START Passage shown
Gambling on the Wisdom of Crowds Is a Bad Bet
Prediction market cheerleaders want us to put our money up, invoking the wisdom of crowds to justify betting on everything from sports to elections. But the probabilities are shaped by speculation and market design, not reliable forecasts.

Champions of prediction markets claim that betting is a way to turn popular judgment into knowledge. But the probabilities generated by these platforms are the result of speculation under given rules, not on any demonstrated ability to divine the future. (Kent Nishimura / Bloomberg via Getty Images
In the run-up to the 2024 US presidential election, Donald Trump cited political prediction markets (PPMs) as evidence that he would defeat Kamala Harris and return to the White House: “A gambling poll, as they call it . . . I don’t know what the hell it means, but it means that we’re doing pretty well.” PPMs are not exactly a “gambling poll.” Rather, they are digital platforms that offer contracts on which traders wager money on the outcomes of upcoming political events, with contract prices functioning as implied odds for each outcome.
END Passage shown
START Given entries
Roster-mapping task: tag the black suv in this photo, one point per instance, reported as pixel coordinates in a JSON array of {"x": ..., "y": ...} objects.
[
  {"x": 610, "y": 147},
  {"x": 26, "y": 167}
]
END Given entries
What to do -
In the text on prediction markets, what do contract prices on political prediction markets function as?

Exercise solution -
They function as implied odds for each outcome.